----- 摘录
本文详细解析了Linux系统的OOM(Out of Memory)机制。介绍了当系统内存不足时如何选择并杀死进程来释放内存,包括关键函数out_of_memory的工作流程,以及如何评估进程的badness值来决定哪个进程被终止。
在系统内存不足的时候会回收页框,但是在这个过程中可能会发现,系统即使是以最高优先级扫描都无法释放足够的页面来满足请求。如果系统不能够释放页面,就会调用out_of_memory函数,告知系统发生内存溢出,这时就会杀死某个进程。在__alloc_pages函数中,当调用try_to_free_pages回收页框无效的时候,会调用out_of_memory杀死一个进程,释放所占有的page后,再重新尝试分配。
这个是out_of_memory的流程图,主要分为两部分,左侧这一部分主要是选择要杀死的进程,右边这一部分执行杀死操作。
- 256void out_of_memory(int gfp_mask)
- 257{
- 258 struct mm_struct *mm = NULL;
- 259 task_t * p;
- 260
- 261 read_lock(&tasklist_lock);
- 262retry:
- 263 p = select_bad_process();
- 264
- 265 if (PTR_ERR(p) == -1UL)
----------
----- 数据记录
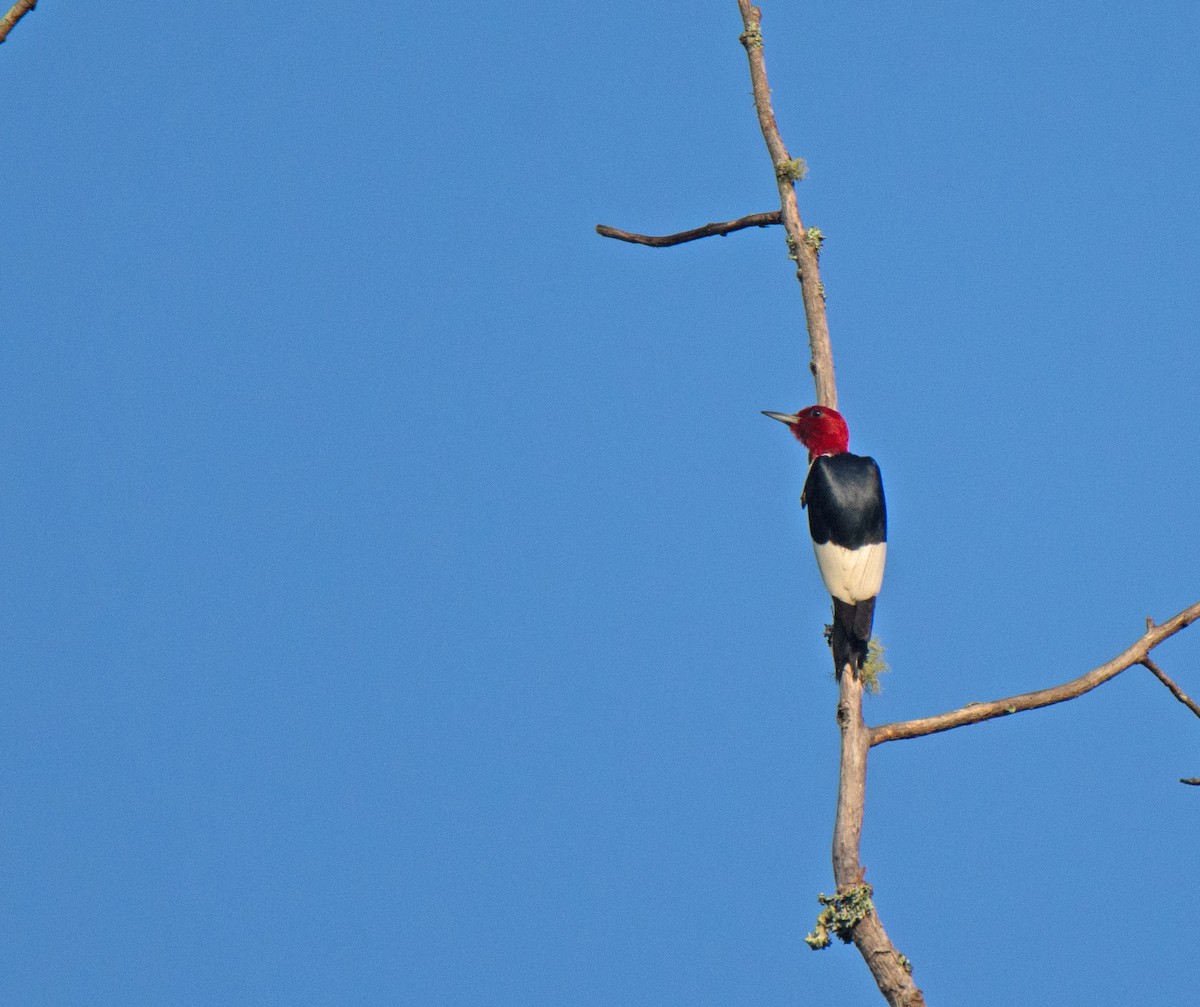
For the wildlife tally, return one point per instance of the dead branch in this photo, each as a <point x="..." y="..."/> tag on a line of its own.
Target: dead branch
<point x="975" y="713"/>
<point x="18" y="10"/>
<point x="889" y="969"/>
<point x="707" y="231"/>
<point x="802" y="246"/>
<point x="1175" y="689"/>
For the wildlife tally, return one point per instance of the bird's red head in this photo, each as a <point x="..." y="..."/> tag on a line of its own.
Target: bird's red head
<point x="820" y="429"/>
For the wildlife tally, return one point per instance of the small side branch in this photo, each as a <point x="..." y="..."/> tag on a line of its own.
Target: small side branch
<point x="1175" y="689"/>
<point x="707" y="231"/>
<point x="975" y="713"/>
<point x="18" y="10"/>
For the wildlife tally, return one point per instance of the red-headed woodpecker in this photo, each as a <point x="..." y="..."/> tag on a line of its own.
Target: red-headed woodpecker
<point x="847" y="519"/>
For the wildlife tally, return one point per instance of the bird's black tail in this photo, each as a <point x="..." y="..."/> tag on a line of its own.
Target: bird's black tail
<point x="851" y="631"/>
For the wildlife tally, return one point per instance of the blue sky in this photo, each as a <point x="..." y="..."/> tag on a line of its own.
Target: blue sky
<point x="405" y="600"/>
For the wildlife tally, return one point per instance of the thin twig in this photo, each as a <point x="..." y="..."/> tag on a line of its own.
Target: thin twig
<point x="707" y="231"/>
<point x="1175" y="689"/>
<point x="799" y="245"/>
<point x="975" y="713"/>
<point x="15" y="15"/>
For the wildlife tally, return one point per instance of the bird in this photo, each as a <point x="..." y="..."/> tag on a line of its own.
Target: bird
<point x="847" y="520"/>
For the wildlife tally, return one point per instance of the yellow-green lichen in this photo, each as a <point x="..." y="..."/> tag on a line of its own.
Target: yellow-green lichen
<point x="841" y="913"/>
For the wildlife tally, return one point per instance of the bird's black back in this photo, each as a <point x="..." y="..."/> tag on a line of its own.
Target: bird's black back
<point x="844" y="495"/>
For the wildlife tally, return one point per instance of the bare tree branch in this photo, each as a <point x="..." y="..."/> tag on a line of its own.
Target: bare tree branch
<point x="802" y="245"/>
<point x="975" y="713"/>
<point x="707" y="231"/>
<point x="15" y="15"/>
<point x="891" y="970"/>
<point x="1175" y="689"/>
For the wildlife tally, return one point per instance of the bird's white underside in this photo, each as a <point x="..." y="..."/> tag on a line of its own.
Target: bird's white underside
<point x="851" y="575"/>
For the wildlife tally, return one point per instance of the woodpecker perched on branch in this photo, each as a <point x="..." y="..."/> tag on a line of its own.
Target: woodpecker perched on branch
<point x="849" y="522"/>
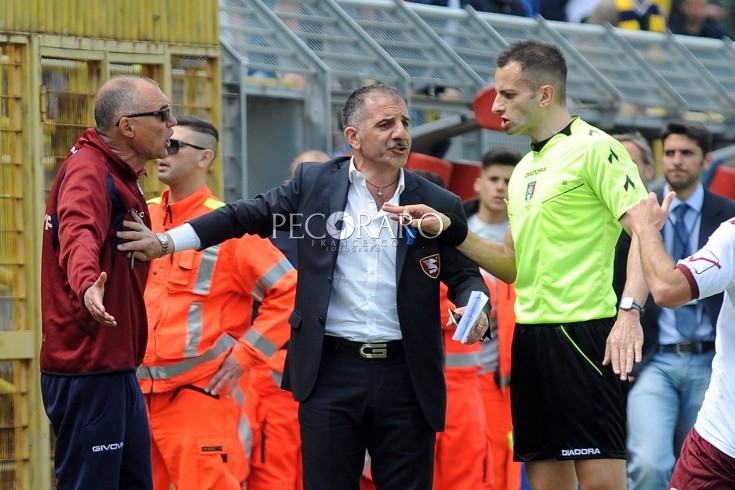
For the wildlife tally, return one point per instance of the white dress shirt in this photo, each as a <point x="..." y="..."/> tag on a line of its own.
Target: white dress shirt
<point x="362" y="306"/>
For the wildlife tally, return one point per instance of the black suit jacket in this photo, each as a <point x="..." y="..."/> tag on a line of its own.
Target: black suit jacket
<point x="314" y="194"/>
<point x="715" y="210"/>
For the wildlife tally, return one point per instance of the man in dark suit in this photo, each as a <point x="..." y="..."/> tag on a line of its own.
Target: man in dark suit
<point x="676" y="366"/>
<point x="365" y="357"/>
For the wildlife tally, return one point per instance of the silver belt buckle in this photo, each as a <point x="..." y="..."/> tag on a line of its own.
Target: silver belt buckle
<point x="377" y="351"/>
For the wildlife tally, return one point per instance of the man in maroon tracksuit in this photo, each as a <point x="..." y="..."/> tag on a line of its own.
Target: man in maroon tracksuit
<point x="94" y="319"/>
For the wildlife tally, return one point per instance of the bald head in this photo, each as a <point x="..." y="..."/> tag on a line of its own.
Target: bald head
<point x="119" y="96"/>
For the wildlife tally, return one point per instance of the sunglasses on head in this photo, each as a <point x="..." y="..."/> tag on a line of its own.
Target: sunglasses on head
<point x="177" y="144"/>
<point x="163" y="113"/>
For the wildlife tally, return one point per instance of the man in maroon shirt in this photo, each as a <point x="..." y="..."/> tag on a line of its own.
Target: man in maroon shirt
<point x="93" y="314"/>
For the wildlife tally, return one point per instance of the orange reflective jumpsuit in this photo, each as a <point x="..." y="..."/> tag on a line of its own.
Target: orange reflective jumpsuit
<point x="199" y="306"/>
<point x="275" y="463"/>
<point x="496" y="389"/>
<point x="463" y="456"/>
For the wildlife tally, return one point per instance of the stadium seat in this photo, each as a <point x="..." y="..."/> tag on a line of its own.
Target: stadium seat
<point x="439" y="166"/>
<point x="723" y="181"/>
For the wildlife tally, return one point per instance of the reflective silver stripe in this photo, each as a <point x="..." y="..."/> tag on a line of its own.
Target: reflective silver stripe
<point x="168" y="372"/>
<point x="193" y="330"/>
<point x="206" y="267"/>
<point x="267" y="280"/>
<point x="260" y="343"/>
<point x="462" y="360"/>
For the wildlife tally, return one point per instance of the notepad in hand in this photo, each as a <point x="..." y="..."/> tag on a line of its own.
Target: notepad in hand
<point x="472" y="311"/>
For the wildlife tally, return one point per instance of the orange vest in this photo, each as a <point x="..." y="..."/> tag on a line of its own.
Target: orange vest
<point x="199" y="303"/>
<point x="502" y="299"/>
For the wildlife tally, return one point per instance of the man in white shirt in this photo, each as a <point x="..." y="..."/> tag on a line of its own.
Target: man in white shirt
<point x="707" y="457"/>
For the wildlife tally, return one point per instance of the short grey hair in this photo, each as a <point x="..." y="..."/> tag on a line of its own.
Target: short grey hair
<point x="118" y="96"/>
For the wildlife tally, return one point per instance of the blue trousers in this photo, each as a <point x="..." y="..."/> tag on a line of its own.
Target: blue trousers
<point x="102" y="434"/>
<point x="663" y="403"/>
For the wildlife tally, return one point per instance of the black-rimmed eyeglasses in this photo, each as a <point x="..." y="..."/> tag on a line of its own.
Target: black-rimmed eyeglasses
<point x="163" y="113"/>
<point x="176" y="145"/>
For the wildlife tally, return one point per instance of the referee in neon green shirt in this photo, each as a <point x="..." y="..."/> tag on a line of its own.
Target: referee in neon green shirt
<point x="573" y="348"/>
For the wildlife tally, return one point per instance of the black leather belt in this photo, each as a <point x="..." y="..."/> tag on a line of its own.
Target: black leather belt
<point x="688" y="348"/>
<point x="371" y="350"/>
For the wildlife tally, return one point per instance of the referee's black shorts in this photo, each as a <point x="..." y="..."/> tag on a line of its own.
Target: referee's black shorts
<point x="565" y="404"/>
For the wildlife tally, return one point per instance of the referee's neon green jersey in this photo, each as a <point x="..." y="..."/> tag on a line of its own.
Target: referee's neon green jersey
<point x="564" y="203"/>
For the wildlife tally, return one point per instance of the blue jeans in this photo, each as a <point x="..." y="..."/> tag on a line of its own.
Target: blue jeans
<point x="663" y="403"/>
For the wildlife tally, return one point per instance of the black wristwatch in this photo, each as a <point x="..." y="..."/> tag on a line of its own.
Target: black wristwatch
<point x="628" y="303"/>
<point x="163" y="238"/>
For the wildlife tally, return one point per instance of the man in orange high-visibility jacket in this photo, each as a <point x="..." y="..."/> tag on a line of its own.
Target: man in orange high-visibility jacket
----------
题目 A
按照OOM机制摘录,out_of_memory流程图的左侧部分主要负责什么?
题目 B
把OOM机制摘录中从“在系统内存不足的时候会回收页”起、直到“(PTR_ERR(p) == -1UL)”止的文字原样抄写一遍。
题目 C
从OOM机制摘录停下的地方往下续写。

参考答案 A
选择要杀死的进程。

参考答案 B
在系统内存不足的时候会回收页框,但是在这个过程中可能会发现,系统即使是以最高优先级扫描都无法释放足够的页面来满足请求。如果系统不能够释放页面,就会调用out_of_memory函数,告知系统发生内存溢出,这时就会杀死某个进程。在__alloc_pages函数中,当调用try_to_free_pages回收页框无效的时候,会调用out_of_memory杀死一个进程,释放所占有的page后,再重新尝试分配。
这个是out_of_memory的流程图,主要分为两部分,左侧这一部分主要是选择要杀死的进程,右边这一部分执行杀死操作。
- 256void out_of_memory(int gfp_mask)
- 257{
- 258 struct mm_struct *mm = NULL;
- 259 task_t * p;
- 260
- 261 read_lock(&tasklist_lock);
- 262retry:
- 263 p = select_bad_process();
- 264
- 265 if (PTR_ERR(p) == -1UL)

参考答案 C
- 266 goto out;
- 267
- 268 /* Found nothing?!?! Either we hang forever, or we panic. */
- 269 if (!p) {
- 270 read_unlock(&tasklist_lock);
- 271 show_free_areas();
- 272 panic("Out of memory and no killable processes...\n");
- 273 }
- 274
- 275 printk("oom-killer: gfp_mask=0x%x\n", gfp_mask);
- 276 show_free_areas();
- 277 mm = oom_kill_process(p);
- 278 if (!mm)
- 279 goto retry;
- 280
- 281 out:
- 282 read_unlock(&tasklist_lock);
- 283 if (mm)
- 284 mmput(mm);
- 285
- 286 /*
- 287 * Give "p" a good chance of killing itself before we
- 288 * retry to allocate memory.
- 289 */
- 290 __set_current_state(TASK_INTERRUPTIBLE);
- 291 schedule_timeout(1);
- 292}
- 调用select_bad_process函数选择一个即将被杀死的进程
- 调用oom_kill_process函数杀死进程
- 如果在调用select_bad_process函数的时候返回-1,说明已经有进程被OOM Killer选中,等它死就行了
- 给被选中的进程一点儿时间,休眠一秒再重新分配内存
下面看这个选择"best" process的函数:
- 138static struct task_struct * select_bad_process(void)
- 139{
- 140 unsigned long maxpoints = 0;
- 141 struct task_struct *g, *p;
- 142 struct task_struct *chosen = NULL;
- 143 struct timespec uptime;
- 144
- 145 do_posix_clock_monotonic_gettime(&uptime);
- 146 do_each_thread(g, p)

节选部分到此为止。